*Exercise requirements*.
Reproduce each of the records below word for word, keeping every line as it appears.

Stored records:
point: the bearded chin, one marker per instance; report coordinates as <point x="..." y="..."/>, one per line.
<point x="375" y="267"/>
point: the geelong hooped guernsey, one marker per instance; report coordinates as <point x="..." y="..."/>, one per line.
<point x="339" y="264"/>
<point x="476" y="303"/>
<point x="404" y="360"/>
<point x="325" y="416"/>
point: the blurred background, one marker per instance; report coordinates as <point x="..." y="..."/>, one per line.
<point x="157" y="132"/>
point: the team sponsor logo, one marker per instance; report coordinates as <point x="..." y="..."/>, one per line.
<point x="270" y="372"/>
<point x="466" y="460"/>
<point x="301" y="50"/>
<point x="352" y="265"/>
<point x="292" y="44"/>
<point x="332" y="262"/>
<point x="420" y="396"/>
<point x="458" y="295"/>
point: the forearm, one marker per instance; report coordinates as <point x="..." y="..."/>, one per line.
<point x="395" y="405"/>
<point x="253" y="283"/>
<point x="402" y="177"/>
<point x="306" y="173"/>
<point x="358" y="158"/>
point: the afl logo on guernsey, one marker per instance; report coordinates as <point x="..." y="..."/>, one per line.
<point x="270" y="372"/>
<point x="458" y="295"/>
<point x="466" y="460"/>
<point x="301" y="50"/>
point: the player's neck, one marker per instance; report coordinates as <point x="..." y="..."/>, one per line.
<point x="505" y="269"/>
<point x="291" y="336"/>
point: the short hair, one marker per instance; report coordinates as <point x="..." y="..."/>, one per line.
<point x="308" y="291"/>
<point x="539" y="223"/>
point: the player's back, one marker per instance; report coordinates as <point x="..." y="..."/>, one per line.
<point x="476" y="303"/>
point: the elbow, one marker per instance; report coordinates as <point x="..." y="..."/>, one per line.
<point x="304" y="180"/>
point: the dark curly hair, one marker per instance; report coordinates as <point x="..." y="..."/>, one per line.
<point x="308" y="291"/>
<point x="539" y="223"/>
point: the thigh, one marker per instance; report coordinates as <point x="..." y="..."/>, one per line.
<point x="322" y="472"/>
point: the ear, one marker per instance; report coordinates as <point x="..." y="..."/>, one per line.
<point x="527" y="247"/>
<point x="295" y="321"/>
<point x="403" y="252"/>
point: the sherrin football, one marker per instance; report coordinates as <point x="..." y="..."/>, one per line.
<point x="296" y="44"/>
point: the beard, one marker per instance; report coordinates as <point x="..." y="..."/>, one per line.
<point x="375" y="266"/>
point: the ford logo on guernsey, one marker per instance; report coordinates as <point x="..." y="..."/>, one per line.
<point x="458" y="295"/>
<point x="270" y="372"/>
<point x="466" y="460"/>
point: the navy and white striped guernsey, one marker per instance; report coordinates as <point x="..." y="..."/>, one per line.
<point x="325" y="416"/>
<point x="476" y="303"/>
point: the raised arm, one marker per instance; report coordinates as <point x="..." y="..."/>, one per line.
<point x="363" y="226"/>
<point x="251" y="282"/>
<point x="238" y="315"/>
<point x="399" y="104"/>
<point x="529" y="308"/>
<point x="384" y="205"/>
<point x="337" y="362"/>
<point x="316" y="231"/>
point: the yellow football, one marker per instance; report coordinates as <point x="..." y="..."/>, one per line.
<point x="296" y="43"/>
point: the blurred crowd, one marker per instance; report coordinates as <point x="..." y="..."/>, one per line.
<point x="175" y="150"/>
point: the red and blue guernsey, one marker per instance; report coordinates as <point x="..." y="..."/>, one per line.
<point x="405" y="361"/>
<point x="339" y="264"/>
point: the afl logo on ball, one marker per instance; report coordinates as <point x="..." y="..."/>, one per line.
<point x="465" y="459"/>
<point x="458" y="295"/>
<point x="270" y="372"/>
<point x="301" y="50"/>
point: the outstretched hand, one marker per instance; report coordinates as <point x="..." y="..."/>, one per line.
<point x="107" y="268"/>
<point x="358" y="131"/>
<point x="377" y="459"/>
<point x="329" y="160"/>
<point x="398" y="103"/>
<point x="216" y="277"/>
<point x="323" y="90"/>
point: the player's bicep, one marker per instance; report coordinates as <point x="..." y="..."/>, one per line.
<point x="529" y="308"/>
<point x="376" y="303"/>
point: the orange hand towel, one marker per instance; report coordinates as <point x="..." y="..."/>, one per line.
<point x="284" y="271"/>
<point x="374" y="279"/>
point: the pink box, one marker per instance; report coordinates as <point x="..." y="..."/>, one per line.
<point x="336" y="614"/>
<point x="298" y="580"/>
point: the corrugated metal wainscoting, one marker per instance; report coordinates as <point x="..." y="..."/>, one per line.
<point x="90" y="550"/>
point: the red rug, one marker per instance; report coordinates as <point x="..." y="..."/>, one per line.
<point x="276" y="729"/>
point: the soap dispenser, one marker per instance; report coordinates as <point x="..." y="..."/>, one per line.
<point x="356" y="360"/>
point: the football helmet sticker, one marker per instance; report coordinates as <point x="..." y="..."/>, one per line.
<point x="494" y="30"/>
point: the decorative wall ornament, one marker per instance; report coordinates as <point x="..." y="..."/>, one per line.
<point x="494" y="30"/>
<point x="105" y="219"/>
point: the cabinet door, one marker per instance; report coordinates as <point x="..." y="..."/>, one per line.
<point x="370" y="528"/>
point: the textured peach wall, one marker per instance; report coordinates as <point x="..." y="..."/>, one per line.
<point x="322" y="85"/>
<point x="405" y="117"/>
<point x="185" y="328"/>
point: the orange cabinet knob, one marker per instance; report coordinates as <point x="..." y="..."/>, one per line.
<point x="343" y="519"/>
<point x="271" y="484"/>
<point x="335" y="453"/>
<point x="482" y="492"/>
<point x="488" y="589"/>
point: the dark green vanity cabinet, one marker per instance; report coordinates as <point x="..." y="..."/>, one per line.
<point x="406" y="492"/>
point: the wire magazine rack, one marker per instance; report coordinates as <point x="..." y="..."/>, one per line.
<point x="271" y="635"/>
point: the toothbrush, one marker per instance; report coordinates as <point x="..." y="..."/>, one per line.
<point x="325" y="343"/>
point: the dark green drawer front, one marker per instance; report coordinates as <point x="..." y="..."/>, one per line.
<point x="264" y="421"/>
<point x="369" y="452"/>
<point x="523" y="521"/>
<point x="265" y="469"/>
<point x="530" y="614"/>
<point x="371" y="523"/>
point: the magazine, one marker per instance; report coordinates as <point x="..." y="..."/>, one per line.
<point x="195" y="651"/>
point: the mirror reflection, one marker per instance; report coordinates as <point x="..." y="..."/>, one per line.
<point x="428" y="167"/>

*Result*.
point: the bearded chin, one marker per instance; report coordinates as <point x="..." y="..."/>, one per line.
<point x="375" y="267"/>
point: the geelong hooped guernsey, one marker per instance; report coordinates as <point x="..." y="..."/>, one per line.
<point x="339" y="264"/>
<point x="476" y="303"/>
<point x="404" y="360"/>
<point x="325" y="416"/>
point: the blurred background, one marker per instance; report coordinates as <point x="..." y="..."/>, one per line.
<point x="157" y="132"/>
point: the team sponsor logo, one marker per instance; report coordinates as <point x="..." y="..."/>, one per line.
<point x="270" y="372"/>
<point x="466" y="460"/>
<point x="301" y="50"/>
<point x="352" y="265"/>
<point x="292" y="44"/>
<point x="332" y="262"/>
<point x="420" y="396"/>
<point x="458" y="295"/>
point: the forearm, one marker per instance; report coordinates as <point x="..." y="..."/>, one per line.
<point x="395" y="405"/>
<point x="253" y="283"/>
<point x="402" y="177"/>
<point x="306" y="173"/>
<point x="358" y="158"/>
point: the afl logo on guernsey, one marker per instance; report coordinates as <point x="..." y="..."/>, one per line.
<point x="270" y="372"/>
<point x="458" y="295"/>
<point x="466" y="460"/>
<point x="301" y="50"/>
point: the player's neck, one marker per instance; report coordinates as <point x="..." y="..."/>, one per line.
<point x="505" y="269"/>
<point x="291" y="336"/>
point: the short hair, one marker per instance; report coordinates as <point x="..." y="..."/>, one per line.
<point x="308" y="291"/>
<point x="539" y="223"/>
point: the player's back, one marker per instance; report coordinates as <point x="..." y="..."/>, one per line.
<point x="476" y="303"/>
point: the elbow, one marker per instance; report coordinates as <point x="..." y="..."/>, one per line.
<point x="304" y="180"/>
point: the dark curly hair, one marker per instance; report coordinates as <point x="..." y="..."/>, one per line.
<point x="308" y="291"/>
<point x="539" y="223"/>
point: the thigh, one marker per instance; report coordinates as <point x="..." y="..."/>, one per line.
<point x="322" y="472"/>
point: the ear, one marker per instance; report coordinates as <point x="..." y="..."/>, one per line.
<point x="527" y="247"/>
<point x="295" y="321"/>
<point x="403" y="252"/>
point: the sherrin football, one marker per instance; report coordinates as <point x="..." y="..."/>, one per line.
<point x="296" y="44"/>
point: the beard, one marker per instance; report coordinates as <point x="..." y="..."/>, one per line.
<point x="375" y="266"/>
point: the ford logo on guernsey, one marker per instance; report coordinates as <point x="..." y="..."/>, one per line.
<point x="458" y="295"/>
<point x="270" y="372"/>
<point x="466" y="460"/>
point: the navy and white striped guernsey, one marker per instance; report coordinates as <point x="..." y="..."/>, one per line.
<point x="325" y="416"/>
<point x="476" y="303"/>
point: the raised arm, one marker per instance; report coordinates as <point x="..." y="..."/>, one per line.
<point x="363" y="226"/>
<point x="251" y="282"/>
<point x="238" y="315"/>
<point x="399" y="104"/>
<point x="529" y="308"/>
<point x="384" y="205"/>
<point x="337" y="362"/>
<point x="316" y="231"/>
point: the yellow football, one marker per instance; report coordinates as <point x="..." y="..."/>, one per line.
<point x="296" y="43"/>
point: the blurred crowd, one marker per instance; report coordinates as <point x="..." y="..."/>, one per line.
<point x="175" y="150"/>
point: the red and blue guernsey, one marker per instance; report coordinates as <point x="..." y="..."/>, one per line.
<point x="405" y="361"/>
<point x="339" y="264"/>
point: the afl logo on ball, one marker per instance; report coordinates as <point x="..." y="..."/>, one per line.
<point x="465" y="459"/>
<point x="458" y="295"/>
<point x="270" y="372"/>
<point x="301" y="50"/>
point: the outstretched hand, one marker per instance; report coordinates as <point x="..." y="..."/>, one per line.
<point x="107" y="268"/>
<point x="358" y="131"/>
<point x="377" y="459"/>
<point x="329" y="160"/>
<point x="398" y="103"/>
<point x="216" y="277"/>
<point x="323" y="90"/>
point: the player's bicep, one marker per instance; report coordinates as <point x="..." y="..."/>, one per line.
<point x="529" y="308"/>
<point x="376" y="303"/>
point: the orange hand towel, one marker per instance; report coordinates as <point x="..." y="..."/>, one per line.
<point x="284" y="271"/>
<point x="374" y="279"/>
point: the pink box, one marker per instance; report coordinates as <point x="..." y="..."/>, one per line.
<point x="336" y="614"/>
<point x="298" y="580"/>
point: the corrugated metal wainscoting, one marker per instance; report coordinates as <point x="..." y="..."/>, one per line.
<point x="90" y="550"/>
point: the red rug, one marker per instance; report coordinates as <point x="..." y="..."/>, one per line.
<point x="276" y="729"/>
point: the soap dispenser, one marker per instance; report coordinates as <point x="..." y="..."/>, one per line.
<point x="356" y="360"/>
point: the football helmet sticker, one marker per instance; report coordinates as <point x="..." y="..."/>, one per line.
<point x="494" y="30"/>
point: the decorative wall ornament, one marker per instance; report coordinates as <point x="..." y="..."/>, one per line.
<point x="494" y="30"/>
<point x="105" y="219"/>
point: the cabinet door, one marker per instance; report coordinates as <point x="..." y="..."/>, one per line.
<point x="370" y="528"/>
point: the textured peach wall, one marker per instance; report coordinates as <point x="..." y="..."/>, one per line.
<point x="322" y="85"/>
<point x="405" y="117"/>
<point x="185" y="328"/>
point: the orange cabinet knob, one marker per instance; report coordinates as <point x="..." y="..."/>, one per line.
<point x="343" y="519"/>
<point x="271" y="484"/>
<point x="335" y="453"/>
<point x="482" y="492"/>
<point x="488" y="589"/>
point: the dark green vanity cabinet, one marker per instance; report coordinates as <point x="..." y="..."/>, one per line.
<point x="406" y="492"/>
point: the wire magazine rack, one marker per instance; report coordinates as <point x="..." y="..."/>, one per line.
<point x="271" y="635"/>
point: the toothbrush, one marker per instance; report coordinates as <point x="..." y="..."/>, one per line.
<point x="325" y="343"/>
point: the dark green drawer front, one marker per instance; report coordinates as <point x="..." y="..."/>, one per line.
<point x="264" y="421"/>
<point x="369" y="452"/>
<point x="523" y="521"/>
<point x="265" y="469"/>
<point x="530" y="614"/>
<point x="371" y="523"/>
point: the magazine, one marker per instance; report coordinates as <point x="..." y="..."/>, one per line.
<point x="195" y="651"/>
point: the mirror reflection, one marker per instance; report coordinates as <point x="..." y="..."/>, one per line.
<point x="428" y="167"/>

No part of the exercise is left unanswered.